[Excerpts from a point labeling dataset]
########
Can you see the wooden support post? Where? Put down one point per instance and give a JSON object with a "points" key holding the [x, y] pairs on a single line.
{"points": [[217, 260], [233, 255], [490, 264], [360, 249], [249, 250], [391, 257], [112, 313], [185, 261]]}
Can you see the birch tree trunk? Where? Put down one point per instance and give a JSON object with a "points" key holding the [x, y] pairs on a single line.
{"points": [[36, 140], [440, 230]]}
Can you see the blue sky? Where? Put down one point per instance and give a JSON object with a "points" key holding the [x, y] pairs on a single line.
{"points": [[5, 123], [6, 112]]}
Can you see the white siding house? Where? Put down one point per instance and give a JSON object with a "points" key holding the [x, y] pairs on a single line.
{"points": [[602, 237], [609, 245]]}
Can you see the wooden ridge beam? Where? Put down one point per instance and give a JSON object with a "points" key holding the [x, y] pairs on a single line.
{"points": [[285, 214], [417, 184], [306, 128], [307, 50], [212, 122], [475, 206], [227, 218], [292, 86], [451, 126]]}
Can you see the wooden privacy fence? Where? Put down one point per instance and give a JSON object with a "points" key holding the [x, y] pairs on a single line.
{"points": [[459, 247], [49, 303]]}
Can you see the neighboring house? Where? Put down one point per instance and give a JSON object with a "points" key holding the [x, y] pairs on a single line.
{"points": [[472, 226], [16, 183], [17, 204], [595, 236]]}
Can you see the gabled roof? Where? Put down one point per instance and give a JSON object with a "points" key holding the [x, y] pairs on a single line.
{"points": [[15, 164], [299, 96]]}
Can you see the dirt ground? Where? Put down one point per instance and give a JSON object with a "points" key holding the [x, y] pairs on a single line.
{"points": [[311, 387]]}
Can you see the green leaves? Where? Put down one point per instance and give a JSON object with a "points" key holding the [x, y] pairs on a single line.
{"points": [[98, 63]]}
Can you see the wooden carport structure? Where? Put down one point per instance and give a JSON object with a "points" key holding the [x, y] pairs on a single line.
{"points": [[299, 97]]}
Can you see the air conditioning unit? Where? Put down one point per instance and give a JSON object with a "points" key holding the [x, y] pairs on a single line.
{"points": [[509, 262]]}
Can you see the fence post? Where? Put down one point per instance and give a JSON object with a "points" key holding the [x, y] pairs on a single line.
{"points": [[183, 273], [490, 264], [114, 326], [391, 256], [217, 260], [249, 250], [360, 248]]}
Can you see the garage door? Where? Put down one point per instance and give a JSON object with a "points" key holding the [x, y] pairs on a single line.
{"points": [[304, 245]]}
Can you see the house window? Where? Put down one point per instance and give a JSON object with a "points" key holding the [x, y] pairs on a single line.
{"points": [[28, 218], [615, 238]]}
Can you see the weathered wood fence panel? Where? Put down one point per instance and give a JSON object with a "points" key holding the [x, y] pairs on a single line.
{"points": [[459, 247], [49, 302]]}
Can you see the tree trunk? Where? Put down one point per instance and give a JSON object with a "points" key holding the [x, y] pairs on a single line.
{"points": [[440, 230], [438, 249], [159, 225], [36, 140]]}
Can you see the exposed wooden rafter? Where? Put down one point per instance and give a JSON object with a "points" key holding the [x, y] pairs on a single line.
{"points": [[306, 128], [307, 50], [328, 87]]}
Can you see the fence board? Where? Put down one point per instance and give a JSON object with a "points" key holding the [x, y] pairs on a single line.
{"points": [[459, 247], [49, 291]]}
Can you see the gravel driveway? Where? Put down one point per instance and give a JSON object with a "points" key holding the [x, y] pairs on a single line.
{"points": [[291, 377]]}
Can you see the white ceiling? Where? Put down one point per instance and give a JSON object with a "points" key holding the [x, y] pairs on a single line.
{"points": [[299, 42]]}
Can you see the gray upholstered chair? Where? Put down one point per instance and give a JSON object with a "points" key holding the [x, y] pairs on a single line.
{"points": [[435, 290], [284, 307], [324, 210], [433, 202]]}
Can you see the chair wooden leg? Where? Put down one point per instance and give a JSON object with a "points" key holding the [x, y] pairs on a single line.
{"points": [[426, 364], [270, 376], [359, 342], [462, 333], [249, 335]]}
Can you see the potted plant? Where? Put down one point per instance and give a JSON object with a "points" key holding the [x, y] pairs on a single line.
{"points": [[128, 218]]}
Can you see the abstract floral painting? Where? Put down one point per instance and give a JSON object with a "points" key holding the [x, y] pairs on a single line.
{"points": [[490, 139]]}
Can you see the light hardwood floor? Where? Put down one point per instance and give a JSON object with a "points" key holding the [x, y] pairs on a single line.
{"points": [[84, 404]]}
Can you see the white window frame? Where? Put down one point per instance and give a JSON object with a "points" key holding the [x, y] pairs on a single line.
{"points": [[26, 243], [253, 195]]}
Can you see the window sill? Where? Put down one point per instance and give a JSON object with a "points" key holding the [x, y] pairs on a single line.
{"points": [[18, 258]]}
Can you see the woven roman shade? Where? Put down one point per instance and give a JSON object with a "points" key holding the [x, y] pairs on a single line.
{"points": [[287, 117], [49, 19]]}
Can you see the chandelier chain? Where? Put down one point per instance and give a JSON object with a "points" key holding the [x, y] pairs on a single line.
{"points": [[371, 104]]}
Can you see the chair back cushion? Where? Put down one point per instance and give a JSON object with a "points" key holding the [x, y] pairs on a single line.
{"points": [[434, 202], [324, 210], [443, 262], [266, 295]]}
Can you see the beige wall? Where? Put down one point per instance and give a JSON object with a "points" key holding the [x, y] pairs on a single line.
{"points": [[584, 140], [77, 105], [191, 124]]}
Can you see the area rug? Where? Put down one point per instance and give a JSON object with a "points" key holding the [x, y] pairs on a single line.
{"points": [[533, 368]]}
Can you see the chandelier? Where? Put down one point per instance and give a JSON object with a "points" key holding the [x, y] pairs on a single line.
########
** Stated exercise **
Copy the material above word for word, without changing any line.

** Answer for this exercise **
Can you see the wooden support post? Where? Put down one point per instance and give a JSON object with a "points" key holding the [x, y] pairs on a single line.
{"points": [[217, 260], [233, 255], [490, 264], [360, 249], [249, 250], [391, 257], [112, 313], [185, 261]]}
Can you see the birch tree trunk? Where? Put down one point per instance and give a JSON object with a "points" key holding the [x, y] pairs on a single line.
{"points": [[36, 140], [440, 230]]}
Can you see the blue sky? Where? Put down one point per instance and give a JSON object with a "points" key holding the [x, y] pairs on a single line.
{"points": [[5, 123], [6, 112]]}
Can you see the white siding house? Where? Put down one point per instance and give a JSON object with a "points" key holding the [x, y] pairs on a single line.
{"points": [[602, 237], [609, 245]]}
Can you see the wooden ridge beam? Where? Put down one point per instance and give a JSON object with a "points" key holding the [x, y] pairs on a single line.
{"points": [[285, 214], [417, 184], [306, 128], [307, 50], [212, 122], [475, 206], [227, 218], [292, 86], [451, 126]]}
Can you see the wooden privacy fence? Where? Put down one point per instance and give a JSON object with a "points" key holding the [x, y] pairs on a single line.
{"points": [[459, 247], [49, 303]]}
Can you see the neighboring house? Where? Put down one point per instance and give a JSON object with a "points" key holding the [x, y] pairs on a single line.
{"points": [[472, 226], [16, 183], [17, 204], [595, 236]]}
Can you see the gabled roof? Where? Put down one point per instance and give a JSON object with a "points" key holding the [x, y] pairs on a single line.
{"points": [[15, 164], [299, 96]]}
Can you see the dirt ground? Where? Put down one point per instance and give a JSON object with a "points" key holding the [x, y] pairs on a single line.
{"points": [[311, 387]]}
Can you see the green leaves? Where? Put down one point per instance and give a JSON object with a "points" key holding the [x, y] pairs on a single line.
{"points": [[98, 63]]}
Can you see the wooden carport structure? Where? Put down one point per instance and give a JSON object with a "points" key holding the [x, y] pairs on a single line.
{"points": [[299, 97]]}
Can you see the air conditioning unit? Where? Put down one point per instance and give a JSON object with a "points" key holding the [x, y] pairs on a single line.
{"points": [[509, 262]]}
Can you see the fence post? Where? Put down one point per instance and give a JSON object with a "points" key holding the [x, y] pairs on a single line.
{"points": [[183, 273], [490, 264], [114, 326], [391, 256], [217, 260], [249, 250], [360, 248]]}
Can you see the garage door? Where? Put down one point per instance and give a JSON object with a "points" key holding the [x, y] pairs on a single line.
{"points": [[304, 245]]}
Can you see the house window? Where? Put down one point per instance and give a JSON object with a "points" key holding the [x, y] pairs on a single line.
{"points": [[28, 218], [615, 238]]}
Can you see the weathered wood fence panel? Where? Put down one point per instance and give a JSON object with a "points" key holding the [x, y] pairs on a single line.
{"points": [[459, 247], [49, 302]]}
Can you see the tree trunk? Where? Put down one point per instance and give a JSON object with a "points" key holding the [x, y] pairs on a single line.
{"points": [[440, 230], [438, 249], [159, 225], [36, 140]]}
Can you see the exposed wooden rafter? Where? Put down one point per instance and give a JSON object with a "points" key holding the [x, y] pairs on a single line.
{"points": [[306, 128], [307, 50], [328, 87]]}
Can you see the fence board? Where? Put down one point per instance and give a JSON object with a "points" key holding the [x, y] pairs on a single line.
{"points": [[459, 247], [49, 291]]}
Can you see the gravel driveway? Where? Put down one point per instance and give a JSON object with a "points" key holding the [x, y] pairs on a single line.
{"points": [[291, 377]]}
Can you see the white ceiling? Where? Put down one point per instance and give a JSON object with a "points" key holding the [x, y] pairs on a single line.
{"points": [[299, 42]]}
Can you see the gray upholstered chair? Where? Put down one point per instance and give a JSON object with a "points" key holding the [x, y] pairs on a single line.
{"points": [[435, 290], [284, 307], [324, 210], [433, 202]]}
Can you see the chair wooden leg? Where? Put down one point per instance and give a JSON object with a "points" key holding the [x, y] pairs on a single line.
{"points": [[426, 364], [270, 376], [359, 342], [462, 333], [249, 335]]}
Can you see the potted plant? Where? Put down one point per instance and give a JSON object with a "points" key holding the [x, y] pairs on a single line.
{"points": [[128, 218]]}
Can you see the abstract floral painting? Where? Put down one point per instance and give a JSON object with a "points" key holding the [x, y] pairs on a single line.
{"points": [[490, 139]]}
Can you see the light hardwood floor? Where? Put down one point per instance and give a JSON object with a "points" key holding the [x, y] pairs on a single line.
{"points": [[84, 404]]}
Can you see the white window frame? Where? Put down one point per instance and give a JSON object with a "points" key holding the [x, y] pairs on a single line.
{"points": [[26, 243], [253, 195]]}
Can you see the window sill? Where? Put down one point per instance and give a JSON object with a "points" key holding the [x, y] pairs on a single line.
{"points": [[18, 258]]}
Can you see the woven roman shade? Where? Put down one point per instance and give a JSON object with a "points" key holding the [x, y] pairs on a single line.
{"points": [[287, 117], [49, 19]]}
Can you see the chandelier chain? Where? Put down one point per instance and give a JSON object with a "points" key holding the [x, y] pairs on a single line.
{"points": [[371, 104]]}
Can you see the chair back cushion? Where? Put down one point per instance and give a JSON object with a "points" key holding the [x, y] pairs on a single line.
{"points": [[434, 202], [324, 210], [443, 262], [266, 295]]}
Can you see the beige wall? Where? Put down one point per instance and give a JSON object with a "points" key holding the [x, y] pairs on a single line.
{"points": [[584, 140], [77, 105], [191, 124]]}
Can you see the area rug? Where? Put down one point per instance and give a JSON object with a "points" key holding the [x, y] pairs on a single line.
{"points": [[533, 368]]}
Can you see the chandelier? Where? Put down one point per instance and give a JSON object with a "points" key holding the [x, y] pairs on a single line.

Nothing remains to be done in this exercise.